» Set exercise: Repeat every one of the records below word for word, in the same order.

» Data:
** START **
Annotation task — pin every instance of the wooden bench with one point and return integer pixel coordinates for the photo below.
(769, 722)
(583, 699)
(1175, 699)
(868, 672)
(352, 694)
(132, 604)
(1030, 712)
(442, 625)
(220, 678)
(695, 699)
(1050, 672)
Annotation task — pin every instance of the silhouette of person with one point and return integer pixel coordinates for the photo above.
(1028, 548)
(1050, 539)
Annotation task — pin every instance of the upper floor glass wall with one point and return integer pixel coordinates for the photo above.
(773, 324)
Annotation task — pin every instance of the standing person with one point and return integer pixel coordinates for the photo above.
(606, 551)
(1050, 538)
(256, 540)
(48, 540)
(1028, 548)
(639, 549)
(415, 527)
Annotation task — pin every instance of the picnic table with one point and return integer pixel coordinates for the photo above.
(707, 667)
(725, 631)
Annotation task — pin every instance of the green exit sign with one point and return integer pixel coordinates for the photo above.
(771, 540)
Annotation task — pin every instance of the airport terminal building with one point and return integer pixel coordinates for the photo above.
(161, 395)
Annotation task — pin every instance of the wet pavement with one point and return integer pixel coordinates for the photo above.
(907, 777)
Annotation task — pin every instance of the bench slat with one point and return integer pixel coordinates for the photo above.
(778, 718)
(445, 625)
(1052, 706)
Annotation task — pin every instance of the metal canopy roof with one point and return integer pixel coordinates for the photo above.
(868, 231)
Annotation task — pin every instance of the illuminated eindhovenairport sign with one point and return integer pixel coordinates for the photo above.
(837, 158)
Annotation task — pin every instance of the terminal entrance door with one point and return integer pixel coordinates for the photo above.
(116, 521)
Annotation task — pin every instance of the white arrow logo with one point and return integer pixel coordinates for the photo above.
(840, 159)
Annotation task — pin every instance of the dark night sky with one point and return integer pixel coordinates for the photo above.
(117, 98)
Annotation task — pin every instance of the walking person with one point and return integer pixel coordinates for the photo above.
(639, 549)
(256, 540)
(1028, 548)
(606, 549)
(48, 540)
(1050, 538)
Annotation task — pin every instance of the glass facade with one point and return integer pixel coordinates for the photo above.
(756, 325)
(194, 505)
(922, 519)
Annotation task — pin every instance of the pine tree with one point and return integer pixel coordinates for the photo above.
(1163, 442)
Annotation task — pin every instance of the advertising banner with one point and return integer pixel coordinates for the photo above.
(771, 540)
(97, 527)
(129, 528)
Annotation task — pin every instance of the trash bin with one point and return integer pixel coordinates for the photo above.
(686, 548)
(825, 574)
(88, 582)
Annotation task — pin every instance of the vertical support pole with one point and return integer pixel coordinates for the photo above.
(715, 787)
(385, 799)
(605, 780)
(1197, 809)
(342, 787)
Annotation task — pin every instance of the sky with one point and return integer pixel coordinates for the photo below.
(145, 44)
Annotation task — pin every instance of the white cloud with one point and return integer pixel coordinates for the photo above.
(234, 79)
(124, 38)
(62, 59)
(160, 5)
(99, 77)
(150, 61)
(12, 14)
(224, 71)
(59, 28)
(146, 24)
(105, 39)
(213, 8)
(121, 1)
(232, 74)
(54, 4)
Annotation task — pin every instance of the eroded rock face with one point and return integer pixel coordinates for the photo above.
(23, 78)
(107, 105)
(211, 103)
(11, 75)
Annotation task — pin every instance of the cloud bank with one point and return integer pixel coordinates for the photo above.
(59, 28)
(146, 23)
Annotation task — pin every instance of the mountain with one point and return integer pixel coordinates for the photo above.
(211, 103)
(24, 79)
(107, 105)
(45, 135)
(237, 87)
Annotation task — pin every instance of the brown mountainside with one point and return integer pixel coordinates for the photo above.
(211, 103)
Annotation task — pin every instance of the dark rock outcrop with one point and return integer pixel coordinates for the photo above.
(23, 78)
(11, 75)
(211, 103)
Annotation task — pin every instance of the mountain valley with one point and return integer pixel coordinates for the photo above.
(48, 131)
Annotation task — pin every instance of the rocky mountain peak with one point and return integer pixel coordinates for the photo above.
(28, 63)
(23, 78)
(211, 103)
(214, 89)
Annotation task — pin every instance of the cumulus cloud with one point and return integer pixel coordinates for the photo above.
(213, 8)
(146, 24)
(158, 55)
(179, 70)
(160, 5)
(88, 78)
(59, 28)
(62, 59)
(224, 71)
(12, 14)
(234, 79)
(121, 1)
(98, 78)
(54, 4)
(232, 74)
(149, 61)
** END **
» Exercise solution:
Annotation task — pin every instance of the wooden bench with one point and return integer pixel coordinates for the photo below.
(769, 722)
(583, 699)
(1175, 699)
(868, 672)
(352, 694)
(132, 604)
(1030, 712)
(442, 625)
(220, 678)
(695, 699)
(1050, 672)
Annotation task — pin every instance of the silhouette of person with one point and return integer pixel coordinates for the photo above.
(1028, 548)
(1050, 539)
Annotation task — pin every instance of the upper floor glass wall with one point and return integer pixel coordinates for the photo above.
(773, 324)
Annotation task — pin every instance of the standing person with one point and return integer pixel coordinates for the photo above.
(606, 551)
(1050, 538)
(256, 540)
(48, 540)
(1028, 548)
(639, 549)
(415, 527)
Annotation task — pin every instance of the picnic table with one point and return integer pixel coordinates for the photo above.
(707, 667)
(725, 631)
Annotation task — pin every instance of the green exit sign with one point and return integer pixel coordinates for the photo above.
(771, 540)
Annotation task — pin every instance of the airport terminal building with one point and return integer pixel coordinates for the photo above.
(161, 395)
Annotation task — pin every instance of the wet pavement with one point and return integer pixel coordinates for the photo above.
(907, 777)
Annotation task — pin every instance of the bench slat with one point and return integer pixel coordinates for the photo above.
(778, 718)
(445, 625)
(1052, 706)
Annotation task — pin every instance of the metal canopy roof with one point and return integer pixel coordinates for the photo above.
(868, 231)
Annotation task — pin every instance of the illuminated eindhovenairport sign with one point and return integer pixel coordinates for the photo above.
(837, 158)
Annotation task — pin every instance of the terminal entrance door with one point and return integer pixel coordinates for the photo above.
(116, 521)
Annotation task — pin every instance of the white arrow logo with one point and return integer pixel coordinates for the photo above.
(840, 159)
Annotation task — pin every instance of the dark night sky with one point and return integer pixel coordinates for the photo above.
(117, 98)
Annotation task — pin every instance of the walking person with one point and return integer pixel coordinates for the photo above.
(639, 549)
(256, 540)
(1028, 548)
(606, 549)
(48, 540)
(1050, 538)
Annotation task — pin every instance of the glass facade with one point and return integer pixel coordinates for the photo above.
(756, 325)
(194, 505)
(922, 519)
Annotation task — pin every instance of the pine tree with one point and return integer pixel coordinates for the photo above.
(1163, 442)
Annotation task — pin every instance of the advertising banner with one point and return integer pixel coordinates for the photo above.
(771, 540)
(97, 527)
(129, 528)
Annotation task — pin every instance of the trash bin with one point and return integer pixel coordinates for the photo above.
(686, 548)
(825, 574)
(88, 582)
Annotation task — pin every instance of the vertical support pole with one point and return integer pixel coordinates for the photo above.
(715, 787)
(385, 799)
(605, 780)
(1197, 809)
(342, 787)
Annotation task — pin every instance of the sky with one point and return integer pixel coordinates for the photo below.
(145, 44)
Annotation task — pin every instance of the white cloud with one point and return integer pixel coordinates for the photo above.
(234, 79)
(124, 38)
(62, 59)
(160, 5)
(99, 77)
(150, 61)
(12, 14)
(224, 71)
(59, 28)
(146, 24)
(105, 39)
(213, 8)
(121, 1)
(232, 74)
(54, 4)
Annotation task — pin every instance of the eroded rock face with one point and return integer pixel coordinates for the photo above.
(23, 78)
(107, 105)
(211, 103)
(11, 75)
Annotation task — pin every instance of the cloud bank with one point and return integer pixel coordinates for the photo above.
(59, 28)
(146, 23)
Annotation task — pin every instance of the mountain with one point and return integer pixel coordinates for the photo above.
(211, 103)
(24, 79)
(107, 105)
(45, 135)
(237, 87)
Annotation task — pin every instance of the brown mountainside with one point and return integer pixel coordinates for the photo above.
(211, 103)
Annotation task — pin every instance of the dark rock outcrop with one point and return integer pixel coordinates for the photo above.
(23, 78)
(11, 75)
(211, 103)
Annotation task — pin every instance of the mountain valley with one point and return integer pixel coordinates for the photo above.
(48, 131)
Annotation task — pin every instance of the rocky mountain peak with one point and return integer pixel coordinates for the photo above.
(28, 63)
(23, 78)
(211, 103)
(214, 89)
Annotation task — pin every instance of the cumulus cloud with one point and return integer pixel coordinates for the photo above.
(213, 8)
(146, 24)
(158, 55)
(179, 70)
(160, 5)
(88, 78)
(59, 28)
(62, 59)
(224, 71)
(12, 14)
(234, 79)
(121, 1)
(98, 78)
(54, 4)
(232, 74)
(149, 61)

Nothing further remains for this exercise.